### [Set problem]
Format the records as a Markdown table with the columns Row and Line, giving each line a row number and leaving out blank lines. Begin at the first line of the records and stop after the line that contains "[366,2,600,160]".

----

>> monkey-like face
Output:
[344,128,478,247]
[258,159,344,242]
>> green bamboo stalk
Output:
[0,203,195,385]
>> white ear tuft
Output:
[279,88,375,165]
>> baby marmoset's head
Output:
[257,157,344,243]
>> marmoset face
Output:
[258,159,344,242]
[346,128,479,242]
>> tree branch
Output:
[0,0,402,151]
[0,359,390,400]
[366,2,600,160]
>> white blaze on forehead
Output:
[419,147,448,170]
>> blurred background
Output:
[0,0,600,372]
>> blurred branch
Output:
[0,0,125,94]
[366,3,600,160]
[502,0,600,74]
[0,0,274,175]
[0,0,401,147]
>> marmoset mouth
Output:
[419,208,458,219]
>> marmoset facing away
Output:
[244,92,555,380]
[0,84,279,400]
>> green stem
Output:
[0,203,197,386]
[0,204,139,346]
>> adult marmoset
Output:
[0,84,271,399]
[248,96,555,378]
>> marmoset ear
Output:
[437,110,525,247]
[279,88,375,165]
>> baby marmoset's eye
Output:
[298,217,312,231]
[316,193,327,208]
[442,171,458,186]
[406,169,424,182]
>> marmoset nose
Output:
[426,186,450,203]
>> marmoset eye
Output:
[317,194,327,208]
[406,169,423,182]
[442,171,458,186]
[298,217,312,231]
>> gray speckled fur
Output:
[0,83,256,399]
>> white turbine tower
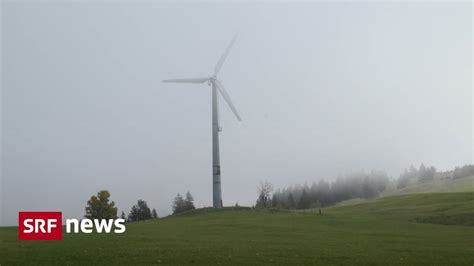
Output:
[163,36,242,208]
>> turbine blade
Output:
[216,80,242,121]
[163,78,209,83]
[214,34,237,76]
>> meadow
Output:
[0,192,474,265]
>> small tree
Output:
[84,190,117,219]
[173,193,186,214]
[298,190,311,209]
[184,191,195,211]
[255,181,273,208]
[287,192,296,209]
[128,200,152,221]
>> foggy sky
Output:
[0,1,473,225]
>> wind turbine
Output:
[163,36,242,208]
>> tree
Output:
[128,200,152,222]
[184,191,195,211]
[173,193,186,214]
[255,181,273,208]
[84,190,117,219]
[298,190,311,209]
[287,192,296,209]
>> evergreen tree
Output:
[84,190,117,219]
[298,189,311,209]
[128,200,152,221]
[287,192,296,209]
[184,191,195,211]
[173,193,186,214]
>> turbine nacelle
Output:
[163,35,242,121]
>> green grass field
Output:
[0,192,474,265]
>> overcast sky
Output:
[0,1,473,225]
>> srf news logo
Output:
[18,212,63,240]
[18,212,126,240]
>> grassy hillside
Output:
[0,193,474,265]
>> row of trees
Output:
[397,164,436,188]
[255,171,389,209]
[85,190,195,222]
[453,164,474,178]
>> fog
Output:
[0,1,474,225]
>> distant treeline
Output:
[397,164,474,189]
[262,170,389,209]
[255,164,474,209]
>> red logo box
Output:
[18,212,63,240]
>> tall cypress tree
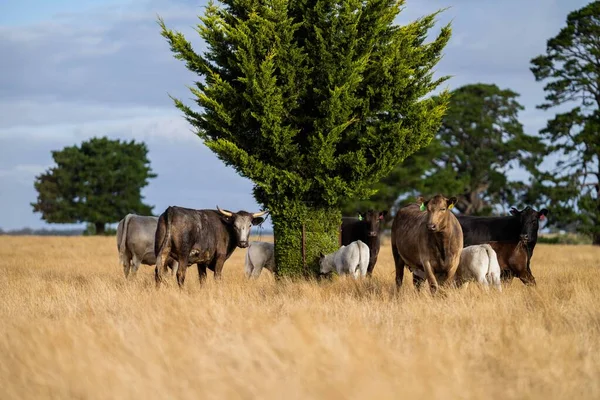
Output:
[159,0,450,277]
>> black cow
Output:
[413,206,548,286]
[342,210,387,276]
[154,206,267,287]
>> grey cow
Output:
[117,214,178,278]
[245,242,275,279]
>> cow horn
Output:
[217,206,233,217]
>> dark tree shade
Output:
[528,1,600,245]
[348,83,544,215]
[31,138,156,234]
[159,0,450,276]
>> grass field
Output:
[0,236,600,400]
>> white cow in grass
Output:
[456,244,502,291]
[244,242,275,278]
[319,240,369,279]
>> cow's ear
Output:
[446,197,458,210]
[219,214,233,224]
[252,217,265,225]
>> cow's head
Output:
[358,210,387,237]
[417,194,456,232]
[217,206,268,249]
[510,206,548,243]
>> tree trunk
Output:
[592,184,600,246]
[271,203,342,278]
[94,222,105,235]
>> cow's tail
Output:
[244,243,254,279]
[117,214,133,264]
[483,244,502,291]
[154,206,173,270]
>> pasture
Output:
[0,236,600,400]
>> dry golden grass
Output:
[0,236,600,400]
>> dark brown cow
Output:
[342,210,387,276]
[392,195,463,292]
[488,235,536,286]
[154,206,267,287]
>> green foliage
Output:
[346,84,544,215]
[31,138,156,234]
[273,203,342,278]
[527,1,600,244]
[159,0,450,275]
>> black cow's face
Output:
[417,194,456,232]
[359,210,387,237]
[217,206,268,249]
[510,206,548,243]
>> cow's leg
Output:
[392,242,405,289]
[154,252,171,287]
[169,258,179,276]
[423,260,440,293]
[248,265,263,279]
[367,254,379,277]
[175,256,190,288]
[131,256,142,278]
[519,268,536,286]
[122,256,131,279]
[209,255,225,280]
[196,263,206,284]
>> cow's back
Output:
[392,204,427,268]
[456,215,521,247]
[123,215,158,265]
[156,206,236,263]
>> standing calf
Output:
[244,242,275,278]
[392,195,463,293]
[456,244,502,292]
[117,214,177,278]
[319,240,369,279]
[342,210,387,276]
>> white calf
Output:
[319,240,369,279]
[456,244,502,291]
[245,242,275,278]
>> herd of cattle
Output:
[117,195,548,291]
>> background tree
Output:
[159,0,450,276]
[529,1,600,245]
[345,83,543,215]
[31,138,156,235]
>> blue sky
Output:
[0,0,587,229]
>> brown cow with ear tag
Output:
[392,195,463,293]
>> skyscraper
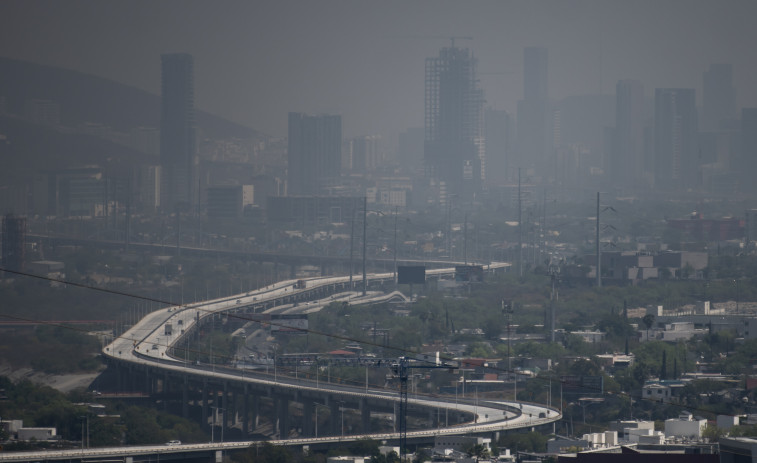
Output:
[484,109,512,185]
[287,113,342,196]
[607,80,644,187]
[160,53,197,213]
[517,47,551,175]
[423,46,485,202]
[732,108,757,194]
[702,64,736,130]
[654,88,701,190]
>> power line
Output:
[0,267,736,420]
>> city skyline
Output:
[0,1,757,144]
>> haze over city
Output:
[0,0,757,145]
[5,0,757,463]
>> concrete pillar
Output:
[274,396,289,439]
[200,379,208,427]
[250,394,260,432]
[329,400,342,436]
[242,383,250,436]
[226,388,237,428]
[302,400,315,437]
[145,369,152,395]
[181,375,189,418]
[221,381,231,434]
[394,402,400,432]
[360,398,371,434]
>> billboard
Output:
[455,265,484,282]
[271,314,308,334]
[397,265,426,285]
[560,375,604,395]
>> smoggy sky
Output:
[0,0,757,144]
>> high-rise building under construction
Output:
[2,214,26,272]
[424,44,485,202]
[160,53,198,213]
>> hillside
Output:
[0,57,263,138]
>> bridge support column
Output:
[393,402,400,432]
[200,379,208,428]
[181,375,189,418]
[274,396,289,439]
[221,381,231,433]
[360,399,371,434]
[145,370,152,395]
[250,394,260,432]
[242,383,250,438]
[302,400,315,437]
[329,400,341,436]
[229,388,239,427]
[160,372,170,410]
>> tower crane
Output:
[392,353,458,461]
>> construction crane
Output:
[392,353,458,461]
[395,35,473,48]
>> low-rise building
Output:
[17,428,58,440]
[665,412,707,440]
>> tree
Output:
[660,350,668,379]
[641,313,654,341]
[466,444,489,461]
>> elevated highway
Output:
[0,263,562,461]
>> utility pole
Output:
[350,202,357,291]
[463,212,468,265]
[549,265,560,342]
[518,167,523,278]
[502,299,518,400]
[363,196,368,296]
[595,191,602,288]
[393,206,399,286]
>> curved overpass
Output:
[0,263,562,461]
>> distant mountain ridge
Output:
[0,57,265,138]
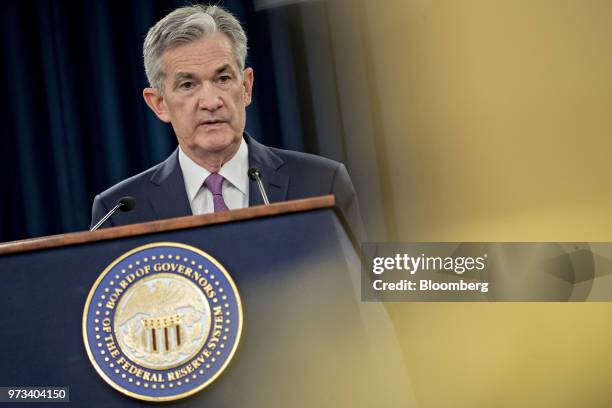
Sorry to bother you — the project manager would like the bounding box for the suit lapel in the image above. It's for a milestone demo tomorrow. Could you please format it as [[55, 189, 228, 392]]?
[[150, 149, 192, 219], [245, 133, 289, 206]]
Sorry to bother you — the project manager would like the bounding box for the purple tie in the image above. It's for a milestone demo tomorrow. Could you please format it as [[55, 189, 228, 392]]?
[[204, 173, 229, 212]]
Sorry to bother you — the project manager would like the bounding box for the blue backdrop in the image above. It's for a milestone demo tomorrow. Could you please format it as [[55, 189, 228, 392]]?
[[0, 0, 344, 242]]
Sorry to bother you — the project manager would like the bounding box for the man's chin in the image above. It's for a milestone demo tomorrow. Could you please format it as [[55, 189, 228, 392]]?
[[196, 132, 240, 153]]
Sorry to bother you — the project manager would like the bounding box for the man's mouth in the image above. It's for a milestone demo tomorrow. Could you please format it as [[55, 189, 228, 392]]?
[[200, 119, 226, 126]]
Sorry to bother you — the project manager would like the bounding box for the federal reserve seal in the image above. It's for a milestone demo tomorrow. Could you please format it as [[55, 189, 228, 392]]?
[[83, 242, 243, 401]]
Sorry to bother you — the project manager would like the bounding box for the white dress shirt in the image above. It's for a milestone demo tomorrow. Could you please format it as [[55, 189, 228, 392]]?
[[179, 139, 249, 215]]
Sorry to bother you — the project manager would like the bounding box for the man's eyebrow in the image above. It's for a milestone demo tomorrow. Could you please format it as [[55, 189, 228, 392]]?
[[215, 64, 235, 75]]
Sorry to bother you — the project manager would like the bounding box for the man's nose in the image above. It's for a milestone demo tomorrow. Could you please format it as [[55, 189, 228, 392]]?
[[198, 82, 223, 112]]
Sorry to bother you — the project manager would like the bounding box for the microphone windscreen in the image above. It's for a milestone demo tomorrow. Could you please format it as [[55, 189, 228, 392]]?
[[248, 167, 260, 181]]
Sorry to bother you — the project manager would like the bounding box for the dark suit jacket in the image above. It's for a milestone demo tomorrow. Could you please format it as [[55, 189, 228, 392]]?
[[91, 134, 364, 239]]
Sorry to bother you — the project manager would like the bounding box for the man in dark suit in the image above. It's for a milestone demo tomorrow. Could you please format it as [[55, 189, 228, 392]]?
[[92, 5, 363, 237]]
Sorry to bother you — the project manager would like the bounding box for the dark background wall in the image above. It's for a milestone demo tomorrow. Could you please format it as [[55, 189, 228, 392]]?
[[0, 0, 354, 242]]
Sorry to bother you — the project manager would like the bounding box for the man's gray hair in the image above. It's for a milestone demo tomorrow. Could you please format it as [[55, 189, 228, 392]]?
[[143, 4, 247, 93]]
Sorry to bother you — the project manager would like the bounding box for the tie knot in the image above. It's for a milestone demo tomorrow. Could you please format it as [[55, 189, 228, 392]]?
[[204, 173, 224, 195]]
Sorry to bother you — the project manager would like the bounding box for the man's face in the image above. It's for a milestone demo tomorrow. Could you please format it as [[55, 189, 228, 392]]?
[[144, 33, 253, 158]]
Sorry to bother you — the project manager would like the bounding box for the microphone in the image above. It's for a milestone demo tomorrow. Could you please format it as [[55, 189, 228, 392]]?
[[249, 167, 270, 205], [90, 196, 136, 231]]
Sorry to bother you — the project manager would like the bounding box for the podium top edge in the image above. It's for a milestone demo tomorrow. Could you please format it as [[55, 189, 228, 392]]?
[[0, 195, 336, 255]]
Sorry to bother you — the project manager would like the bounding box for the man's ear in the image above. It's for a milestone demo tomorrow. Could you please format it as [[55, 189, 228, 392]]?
[[242, 68, 255, 106], [142, 88, 170, 123]]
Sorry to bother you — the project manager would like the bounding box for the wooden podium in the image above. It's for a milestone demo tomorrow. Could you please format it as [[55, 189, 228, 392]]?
[[0, 196, 409, 407]]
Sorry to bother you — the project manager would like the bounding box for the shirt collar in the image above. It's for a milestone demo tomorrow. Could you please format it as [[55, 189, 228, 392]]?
[[178, 138, 249, 203]]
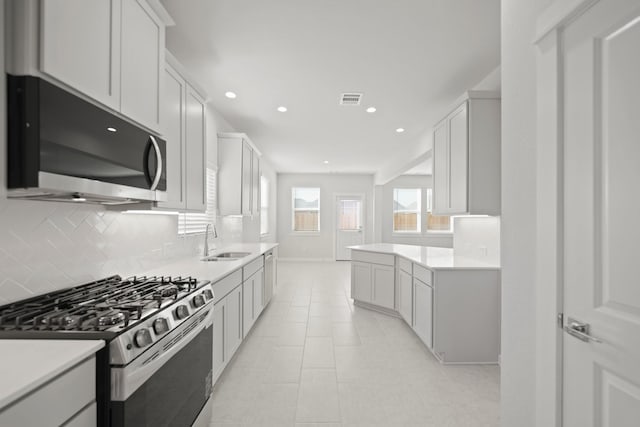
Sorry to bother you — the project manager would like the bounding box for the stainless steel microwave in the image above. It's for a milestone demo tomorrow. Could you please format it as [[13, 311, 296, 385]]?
[[7, 75, 167, 204]]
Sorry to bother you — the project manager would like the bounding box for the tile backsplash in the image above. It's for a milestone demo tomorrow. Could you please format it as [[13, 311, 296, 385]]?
[[0, 199, 216, 305]]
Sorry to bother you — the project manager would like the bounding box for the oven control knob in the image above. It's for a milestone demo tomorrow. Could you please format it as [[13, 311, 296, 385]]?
[[191, 294, 204, 308], [133, 328, 153, 348], [173, 305, 189, 320], [153, 317, 169, 335]]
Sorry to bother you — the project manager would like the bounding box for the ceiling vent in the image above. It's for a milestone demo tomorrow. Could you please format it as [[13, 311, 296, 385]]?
[[340, 92, 362, 105]]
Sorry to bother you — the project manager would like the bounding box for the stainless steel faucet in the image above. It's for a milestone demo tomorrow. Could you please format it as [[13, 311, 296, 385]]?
[[203, 224, 218, 257]]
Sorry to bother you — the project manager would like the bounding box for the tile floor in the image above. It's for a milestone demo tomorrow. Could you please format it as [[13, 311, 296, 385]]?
[[211, 261, 500, 427]]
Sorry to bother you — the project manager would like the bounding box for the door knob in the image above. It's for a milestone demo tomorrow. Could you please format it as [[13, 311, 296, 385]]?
[[563, 317, 602, 343]]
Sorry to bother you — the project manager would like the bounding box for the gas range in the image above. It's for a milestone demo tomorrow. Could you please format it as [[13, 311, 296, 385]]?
[[0, 275, 214, 426]]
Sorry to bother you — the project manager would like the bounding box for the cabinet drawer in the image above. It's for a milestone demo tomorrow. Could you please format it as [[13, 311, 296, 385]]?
[[398, 257, 413, 274], [351, 250, 396, 266], [242, 256, 264, 280], [0, 357, 96, 426], [413, 264, 433, 286], [213, 269, 242, 304]]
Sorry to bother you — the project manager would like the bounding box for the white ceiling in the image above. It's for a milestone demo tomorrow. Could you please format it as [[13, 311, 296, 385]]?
[[162, 0, 500, 178]]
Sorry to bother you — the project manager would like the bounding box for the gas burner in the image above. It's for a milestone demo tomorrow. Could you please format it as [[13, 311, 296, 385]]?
[[97, 311, 129, 326]]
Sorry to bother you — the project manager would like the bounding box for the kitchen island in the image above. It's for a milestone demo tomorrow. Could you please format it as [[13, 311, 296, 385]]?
[[350, 243, 500, 364]]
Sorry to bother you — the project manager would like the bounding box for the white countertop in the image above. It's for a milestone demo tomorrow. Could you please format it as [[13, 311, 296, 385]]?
[[0, 340, 104, 411], [144, 243, 278, 282], [349, 243, 500, 270]]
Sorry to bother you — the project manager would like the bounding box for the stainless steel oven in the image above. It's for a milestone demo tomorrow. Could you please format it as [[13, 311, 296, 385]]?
[[111, 302, 213, 427], [7, 75, 167, 204]]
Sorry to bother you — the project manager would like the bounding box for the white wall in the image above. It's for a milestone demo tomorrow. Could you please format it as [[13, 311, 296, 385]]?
[[376, 175, 453, 248], [277, 174, 374, 260], [501, 0, 550, 427]]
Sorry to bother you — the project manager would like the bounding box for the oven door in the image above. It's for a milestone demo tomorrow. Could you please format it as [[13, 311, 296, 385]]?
[[111, 304, 213, 427]]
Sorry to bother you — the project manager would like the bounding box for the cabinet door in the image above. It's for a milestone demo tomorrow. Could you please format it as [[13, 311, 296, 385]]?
[[253, 268, 264, 320], [242, 141, 253, 215], [398, 270, 413, 326], [185, 85, 207, 212], [251, 151, 260, 215], [433, 120, 449, 214], [351, 261, 371, 302], [158, 66, 186, 209], [225, 286, 242, 360], [449, 102, 468, 214], [371, 264, 396, 309], [40, 0, 121, 109], [242, 278, 254, 338], [213, 299, 226, 378], [120, 0, 164, 130], [413, 279, 433, 348]]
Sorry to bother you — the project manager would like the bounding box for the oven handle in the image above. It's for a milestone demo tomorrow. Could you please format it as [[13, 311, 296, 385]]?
[[111, 303, 213, 401]]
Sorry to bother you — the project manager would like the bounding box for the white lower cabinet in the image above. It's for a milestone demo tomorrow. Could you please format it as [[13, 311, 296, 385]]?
[[213, 285, 242, 379], [242, 268, 264, 337], [413, 279, 433, 348], [0, 356, 96, 426], [398, 270, 413, 326], [351, 250, 396, 310]]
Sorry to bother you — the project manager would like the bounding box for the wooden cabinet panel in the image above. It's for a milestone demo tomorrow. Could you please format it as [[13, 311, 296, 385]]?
[[398, 270, 413, 326], [213, 299, 226, 378], [225, 286, 242, 361], [413, 279, 433, 348], [371, 264, 396, 309], [0, 357, 96, 426], [120, 0, 165, 130], [40, 0, 121, 109], [252, 268, 264, 321], [158, 66, 187, 209], [351, 261, 371, 302], [433, 91, 500, 215], [185, 84, 207, 212], [433, 120, 449, 213], [241, 141, 253, 215], [449, 102, 468, 212]]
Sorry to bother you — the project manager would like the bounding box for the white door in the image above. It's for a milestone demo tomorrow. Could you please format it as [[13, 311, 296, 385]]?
[[335, 195, 364, 261], [561, 0, 640, 427]]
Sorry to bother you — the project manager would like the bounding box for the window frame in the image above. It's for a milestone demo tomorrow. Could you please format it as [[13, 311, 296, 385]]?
[[391, 187, 424, 236], [424, 188, 455, 235], [291, 187, 322, 235]]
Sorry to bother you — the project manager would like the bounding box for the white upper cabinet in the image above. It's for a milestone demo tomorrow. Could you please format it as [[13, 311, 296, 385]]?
[[433, 91, 500, 215], [185, 84, 207, 212], [218, 133, 260, 215], [40, 0, 121, 109], [6, 0, 173, 132], [120, 0, 165, 129], [158, 52, 207, 212]]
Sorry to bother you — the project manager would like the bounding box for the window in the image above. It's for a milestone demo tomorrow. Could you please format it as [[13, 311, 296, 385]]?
[[260, 176, 269, 236], [393, 188, 422, 233], [427, 188, 453, 232], [178, 168, 217, 235], [291, 188, 320, 231]]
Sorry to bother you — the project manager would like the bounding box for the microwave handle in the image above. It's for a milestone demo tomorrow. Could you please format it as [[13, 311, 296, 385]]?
[[144, 135, 162, 191]]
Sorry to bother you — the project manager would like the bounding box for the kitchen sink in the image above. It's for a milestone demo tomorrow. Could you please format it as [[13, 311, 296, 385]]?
[[201, 252, 251, 261], [214, 252, 251, 258], [200, 256, 238, 261]]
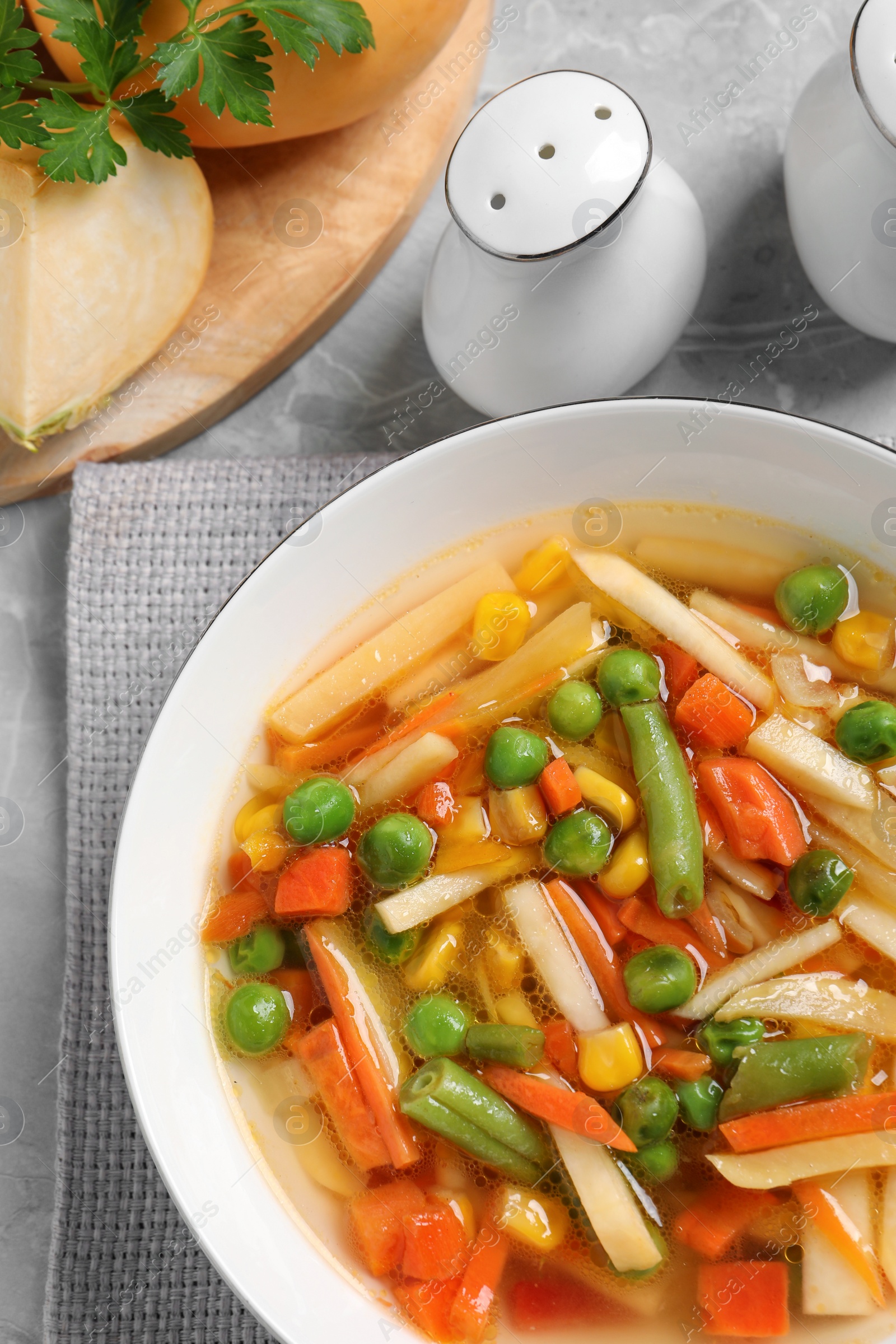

----

### [Output for this task]
| Row | Line |
|---|---|
| 1 | >> monkey-like face |
| 2 | Output: |
| 3 | [344,128,478,247] |
| 4 | [258,159,344,242] |
| 5 | >> green bamboo stalk |
| 6 | Output: |
| 7 | [0,203,195,385] |
| 8 | >> white ear tuft |
| 9 | Output: |
| 10 | [279,88,375,165] |
| 11 | >> baby marmoset's head |
| 12 | Output: |
| 13 | [257,157,344,243] |
| 14 | >> marmoset face |
| 15 | Output: |
| 16 | [258,159,344,242] |
| 17 | [346,128,479,242] |
| 18 | >> tree branch |
| 19 | Output: |
| 20 | [0,0,402,151] |
| 21 | [0,359,390,400] |
| 22 | [366,2,600,160] |